Exercise: Return only this: the line with "If you could mark the small" and all the lines that follow it below, through the final one, exactly as they are.
--- start of Material for this exercise ---
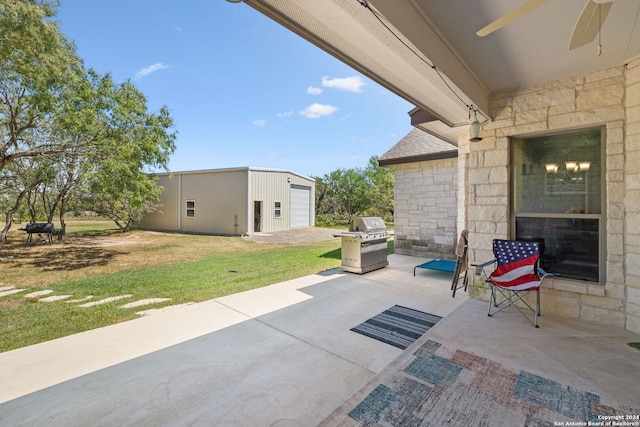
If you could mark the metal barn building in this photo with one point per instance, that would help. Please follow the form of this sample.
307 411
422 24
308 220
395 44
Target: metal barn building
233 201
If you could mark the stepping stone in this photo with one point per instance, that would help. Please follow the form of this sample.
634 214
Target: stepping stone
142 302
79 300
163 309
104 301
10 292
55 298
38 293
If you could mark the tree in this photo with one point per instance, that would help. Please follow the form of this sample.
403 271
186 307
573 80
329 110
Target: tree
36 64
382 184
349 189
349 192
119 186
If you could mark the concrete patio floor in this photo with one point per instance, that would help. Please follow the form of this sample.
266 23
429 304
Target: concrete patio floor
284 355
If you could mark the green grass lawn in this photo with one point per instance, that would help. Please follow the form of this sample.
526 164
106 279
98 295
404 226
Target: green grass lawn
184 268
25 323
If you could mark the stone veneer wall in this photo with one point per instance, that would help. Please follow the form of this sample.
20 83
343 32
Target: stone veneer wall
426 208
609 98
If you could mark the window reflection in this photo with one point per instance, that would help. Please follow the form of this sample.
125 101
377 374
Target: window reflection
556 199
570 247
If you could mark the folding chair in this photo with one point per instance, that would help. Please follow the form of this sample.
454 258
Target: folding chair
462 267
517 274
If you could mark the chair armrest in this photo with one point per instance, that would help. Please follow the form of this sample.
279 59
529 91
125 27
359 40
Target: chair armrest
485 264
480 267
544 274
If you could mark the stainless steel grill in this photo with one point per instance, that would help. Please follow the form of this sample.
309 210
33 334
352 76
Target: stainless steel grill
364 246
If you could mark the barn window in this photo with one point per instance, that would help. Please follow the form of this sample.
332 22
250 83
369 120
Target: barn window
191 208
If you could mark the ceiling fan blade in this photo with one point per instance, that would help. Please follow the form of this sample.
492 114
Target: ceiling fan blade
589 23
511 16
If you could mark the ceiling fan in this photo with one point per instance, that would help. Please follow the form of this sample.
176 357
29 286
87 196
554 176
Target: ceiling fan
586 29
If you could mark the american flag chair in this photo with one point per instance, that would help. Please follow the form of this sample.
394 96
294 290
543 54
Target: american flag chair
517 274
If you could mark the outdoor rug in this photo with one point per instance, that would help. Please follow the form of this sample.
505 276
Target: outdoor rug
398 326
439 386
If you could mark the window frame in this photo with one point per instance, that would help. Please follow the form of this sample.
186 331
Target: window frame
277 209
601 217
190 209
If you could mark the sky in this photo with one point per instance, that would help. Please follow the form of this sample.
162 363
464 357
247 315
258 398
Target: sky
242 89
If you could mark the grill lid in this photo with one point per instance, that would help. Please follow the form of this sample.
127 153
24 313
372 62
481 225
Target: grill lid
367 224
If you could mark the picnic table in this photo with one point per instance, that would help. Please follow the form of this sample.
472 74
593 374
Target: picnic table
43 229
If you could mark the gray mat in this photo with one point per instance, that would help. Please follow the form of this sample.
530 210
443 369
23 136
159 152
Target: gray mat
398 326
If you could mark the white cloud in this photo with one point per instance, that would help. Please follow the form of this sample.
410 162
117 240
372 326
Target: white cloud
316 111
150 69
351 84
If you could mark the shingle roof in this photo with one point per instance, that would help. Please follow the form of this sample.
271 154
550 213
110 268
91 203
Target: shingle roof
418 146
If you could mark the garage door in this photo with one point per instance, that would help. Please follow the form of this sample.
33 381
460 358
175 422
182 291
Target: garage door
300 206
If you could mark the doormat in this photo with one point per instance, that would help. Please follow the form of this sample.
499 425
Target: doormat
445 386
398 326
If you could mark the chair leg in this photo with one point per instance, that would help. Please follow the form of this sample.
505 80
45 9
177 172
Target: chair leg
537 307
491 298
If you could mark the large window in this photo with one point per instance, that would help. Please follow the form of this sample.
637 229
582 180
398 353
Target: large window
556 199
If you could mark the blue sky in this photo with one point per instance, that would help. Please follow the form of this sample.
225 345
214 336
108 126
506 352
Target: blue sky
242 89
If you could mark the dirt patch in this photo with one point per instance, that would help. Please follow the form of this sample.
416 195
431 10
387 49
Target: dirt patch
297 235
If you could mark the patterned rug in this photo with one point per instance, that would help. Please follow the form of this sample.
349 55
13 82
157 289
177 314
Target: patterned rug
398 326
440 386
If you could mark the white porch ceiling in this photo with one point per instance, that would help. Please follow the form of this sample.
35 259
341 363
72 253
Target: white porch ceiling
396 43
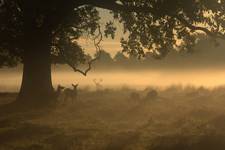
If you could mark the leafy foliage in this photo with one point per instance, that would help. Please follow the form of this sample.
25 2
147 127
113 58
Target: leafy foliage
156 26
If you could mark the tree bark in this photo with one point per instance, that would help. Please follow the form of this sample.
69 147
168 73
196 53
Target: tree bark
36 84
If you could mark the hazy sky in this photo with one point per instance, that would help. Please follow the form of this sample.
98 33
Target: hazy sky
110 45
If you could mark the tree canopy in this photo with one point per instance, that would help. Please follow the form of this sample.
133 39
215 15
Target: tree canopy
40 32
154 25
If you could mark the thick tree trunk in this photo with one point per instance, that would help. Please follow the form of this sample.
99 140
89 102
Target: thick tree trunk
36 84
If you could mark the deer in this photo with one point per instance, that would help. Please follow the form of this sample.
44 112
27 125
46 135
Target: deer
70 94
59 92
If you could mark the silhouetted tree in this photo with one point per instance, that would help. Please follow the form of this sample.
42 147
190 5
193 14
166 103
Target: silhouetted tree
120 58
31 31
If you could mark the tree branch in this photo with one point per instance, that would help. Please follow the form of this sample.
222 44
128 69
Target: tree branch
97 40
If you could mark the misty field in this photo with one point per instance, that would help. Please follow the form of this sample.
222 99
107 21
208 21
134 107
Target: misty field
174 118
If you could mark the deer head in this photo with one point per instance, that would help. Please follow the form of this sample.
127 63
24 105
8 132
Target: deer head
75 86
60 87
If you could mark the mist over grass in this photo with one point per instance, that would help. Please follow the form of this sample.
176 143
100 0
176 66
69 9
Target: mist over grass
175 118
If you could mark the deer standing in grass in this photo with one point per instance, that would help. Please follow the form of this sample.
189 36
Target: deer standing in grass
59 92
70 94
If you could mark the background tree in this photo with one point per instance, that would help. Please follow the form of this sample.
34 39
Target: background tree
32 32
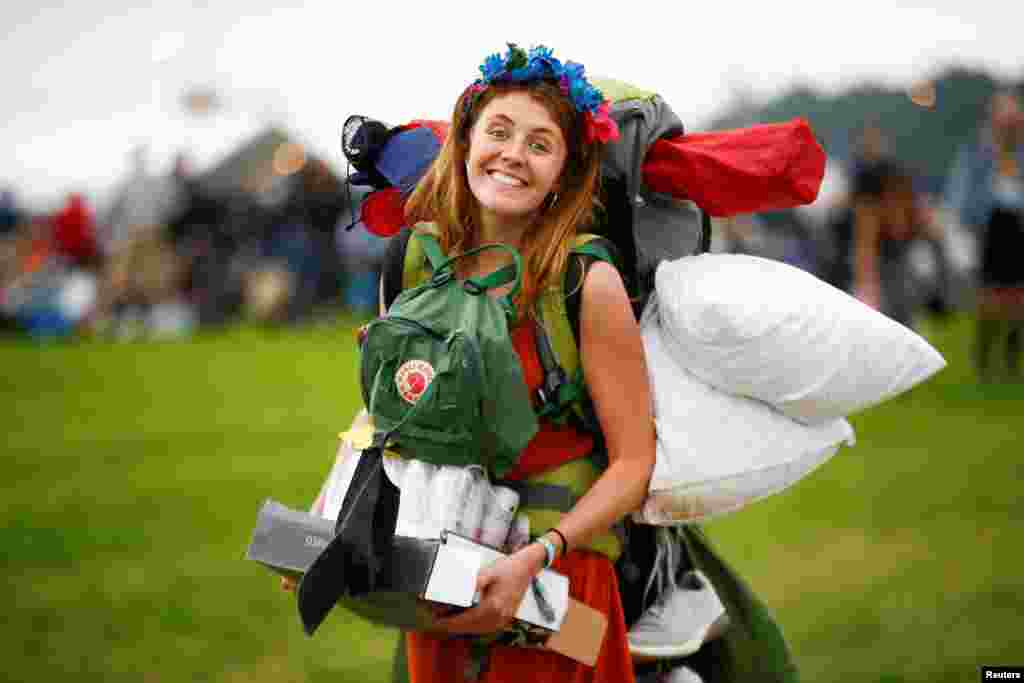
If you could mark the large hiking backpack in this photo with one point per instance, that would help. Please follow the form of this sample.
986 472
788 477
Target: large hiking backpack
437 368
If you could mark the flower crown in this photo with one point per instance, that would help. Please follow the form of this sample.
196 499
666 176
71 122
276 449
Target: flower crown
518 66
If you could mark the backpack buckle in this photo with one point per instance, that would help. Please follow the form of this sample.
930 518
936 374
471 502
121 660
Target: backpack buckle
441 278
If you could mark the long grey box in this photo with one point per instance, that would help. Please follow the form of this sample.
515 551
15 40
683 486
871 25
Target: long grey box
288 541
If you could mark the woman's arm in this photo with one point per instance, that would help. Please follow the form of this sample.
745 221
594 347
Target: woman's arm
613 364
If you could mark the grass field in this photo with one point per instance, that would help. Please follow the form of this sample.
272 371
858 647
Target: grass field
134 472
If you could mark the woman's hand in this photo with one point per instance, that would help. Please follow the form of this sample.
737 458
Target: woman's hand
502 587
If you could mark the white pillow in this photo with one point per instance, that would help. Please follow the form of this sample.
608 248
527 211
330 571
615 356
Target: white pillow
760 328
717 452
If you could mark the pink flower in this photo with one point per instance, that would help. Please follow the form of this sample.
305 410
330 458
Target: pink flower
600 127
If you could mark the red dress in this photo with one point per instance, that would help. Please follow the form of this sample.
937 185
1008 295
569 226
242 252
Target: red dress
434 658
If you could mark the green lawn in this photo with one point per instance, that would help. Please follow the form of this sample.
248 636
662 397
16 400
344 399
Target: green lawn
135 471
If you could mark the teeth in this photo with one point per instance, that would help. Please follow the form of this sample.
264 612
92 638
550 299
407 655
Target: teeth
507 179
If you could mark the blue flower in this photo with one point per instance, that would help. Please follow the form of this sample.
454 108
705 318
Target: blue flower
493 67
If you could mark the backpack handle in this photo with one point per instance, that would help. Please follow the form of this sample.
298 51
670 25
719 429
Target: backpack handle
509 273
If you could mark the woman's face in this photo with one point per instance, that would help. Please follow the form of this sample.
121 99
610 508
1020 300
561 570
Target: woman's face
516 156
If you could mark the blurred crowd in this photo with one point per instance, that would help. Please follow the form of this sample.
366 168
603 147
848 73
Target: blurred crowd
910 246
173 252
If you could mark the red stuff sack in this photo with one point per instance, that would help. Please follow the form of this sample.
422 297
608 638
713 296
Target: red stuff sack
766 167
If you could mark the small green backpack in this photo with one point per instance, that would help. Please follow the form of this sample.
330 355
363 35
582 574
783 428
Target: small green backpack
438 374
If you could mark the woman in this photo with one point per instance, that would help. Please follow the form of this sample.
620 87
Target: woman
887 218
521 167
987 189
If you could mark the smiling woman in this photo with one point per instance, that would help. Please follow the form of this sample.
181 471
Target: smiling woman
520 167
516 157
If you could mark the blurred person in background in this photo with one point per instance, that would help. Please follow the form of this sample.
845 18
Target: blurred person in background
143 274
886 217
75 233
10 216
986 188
--- end of Material for this exercise ---
Output for this task:
If you could mark the small green backpack in this photo with one point per instance, that would help. Please follow the form of this sample.
330 355
363 35
582 574
783 428
Target: small green backpack
438 374
If you could mark the woman in this photo with one point per instance, that would help. Please follow the form of this sample.
620 87
Target: woman
887 218
521 167
987 189
If you could mark the smiling woman in this photo with one point per instance, that would help. Please follow the form of this sample.
181 471
Target: smiling woman
520 167
516 157
If you could mark the blurred person in background in this photo with one point per instance, that would help. Please follow the form of this sample.
845 18
Target: blurred person in background
143 274
886 217
75 233
10 216
986 188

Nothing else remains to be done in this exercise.